* **Set task**:
List every item named in the photo credit line of the page text below.

* **Page text**:
# # # # # # #
Climate Change Denial: How to Stand Up To Skeptics

Climate change denial skeptics how to debunk myths about global warming
Photo: CC0 Public Domain / Unsplash - NOAA

Climate change denial promoted by staunch skeptics of science poses a serious threat to environmental progress everywhere. Mass misinformation campaigns and rumored falsehoods help lay the groundwork for the spread of theories supporting climate change denial. Here’s what to do if you’re confronted by climate change skeptics.

Climate change denial (or global warming denial) seems to have steadily migrated from the fringes of political and social debate towards the mainstream. We now even see climate change skeptics within our own government. This begs the question, where else could they be? How should you react if confronted with climate change denial?

In this article, we will examine the unfortunate trend of climate change denial as well as the role so-called climate change skeptics play in its spread. We’ll also provide you with a plan on how to react to common arguments and how to attempt to persuade skeptics of the facts if you’re confronted (and when to concede).
# # # # # # #
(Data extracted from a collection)
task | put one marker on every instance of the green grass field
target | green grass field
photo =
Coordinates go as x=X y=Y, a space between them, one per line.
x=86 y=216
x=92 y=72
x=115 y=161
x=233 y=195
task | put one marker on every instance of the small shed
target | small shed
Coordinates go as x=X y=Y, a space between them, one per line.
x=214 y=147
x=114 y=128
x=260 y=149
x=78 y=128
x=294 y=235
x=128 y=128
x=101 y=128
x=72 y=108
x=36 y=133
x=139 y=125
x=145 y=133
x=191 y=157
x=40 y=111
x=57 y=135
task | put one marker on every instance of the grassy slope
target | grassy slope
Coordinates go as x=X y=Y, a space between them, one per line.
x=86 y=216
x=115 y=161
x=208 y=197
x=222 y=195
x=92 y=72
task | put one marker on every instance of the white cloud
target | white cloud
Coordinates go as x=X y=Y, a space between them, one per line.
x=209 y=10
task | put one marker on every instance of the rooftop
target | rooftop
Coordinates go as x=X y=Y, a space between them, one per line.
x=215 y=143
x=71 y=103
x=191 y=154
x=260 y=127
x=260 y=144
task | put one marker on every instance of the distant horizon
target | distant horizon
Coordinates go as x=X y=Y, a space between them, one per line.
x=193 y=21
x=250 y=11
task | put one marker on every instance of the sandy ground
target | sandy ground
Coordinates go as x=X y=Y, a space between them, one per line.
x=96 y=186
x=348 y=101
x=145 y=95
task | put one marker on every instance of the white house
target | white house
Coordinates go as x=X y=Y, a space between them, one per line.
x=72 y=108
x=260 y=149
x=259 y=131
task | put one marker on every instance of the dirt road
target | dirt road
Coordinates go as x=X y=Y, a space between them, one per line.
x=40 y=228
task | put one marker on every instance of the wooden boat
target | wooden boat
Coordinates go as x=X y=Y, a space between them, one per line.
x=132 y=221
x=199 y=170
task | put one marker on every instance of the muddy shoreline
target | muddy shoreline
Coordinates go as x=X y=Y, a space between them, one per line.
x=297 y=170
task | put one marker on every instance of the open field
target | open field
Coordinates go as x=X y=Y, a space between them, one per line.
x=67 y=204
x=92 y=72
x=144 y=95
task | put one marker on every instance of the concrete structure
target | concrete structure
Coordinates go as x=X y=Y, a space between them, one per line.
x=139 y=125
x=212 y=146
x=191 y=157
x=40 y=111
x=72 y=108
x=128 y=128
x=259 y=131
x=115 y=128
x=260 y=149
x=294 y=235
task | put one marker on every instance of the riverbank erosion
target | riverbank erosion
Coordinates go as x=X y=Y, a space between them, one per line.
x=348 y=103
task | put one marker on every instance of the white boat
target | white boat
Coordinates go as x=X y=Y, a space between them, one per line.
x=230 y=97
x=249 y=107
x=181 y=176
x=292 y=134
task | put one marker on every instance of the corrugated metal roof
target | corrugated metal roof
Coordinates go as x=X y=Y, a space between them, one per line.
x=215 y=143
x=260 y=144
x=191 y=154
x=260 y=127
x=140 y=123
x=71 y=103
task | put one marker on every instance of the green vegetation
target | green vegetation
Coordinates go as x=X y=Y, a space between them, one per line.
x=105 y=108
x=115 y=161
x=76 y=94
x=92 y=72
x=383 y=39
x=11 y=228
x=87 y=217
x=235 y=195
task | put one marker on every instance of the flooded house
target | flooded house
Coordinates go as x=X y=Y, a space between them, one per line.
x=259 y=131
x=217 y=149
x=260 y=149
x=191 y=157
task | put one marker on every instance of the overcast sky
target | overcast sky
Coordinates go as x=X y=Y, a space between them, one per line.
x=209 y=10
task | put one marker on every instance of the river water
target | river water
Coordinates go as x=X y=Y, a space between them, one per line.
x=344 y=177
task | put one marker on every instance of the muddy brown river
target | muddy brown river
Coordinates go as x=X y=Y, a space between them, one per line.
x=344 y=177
# # # # # # #
* **Answer for the task**:
CC0 Public Domain
Unsplash
NOAA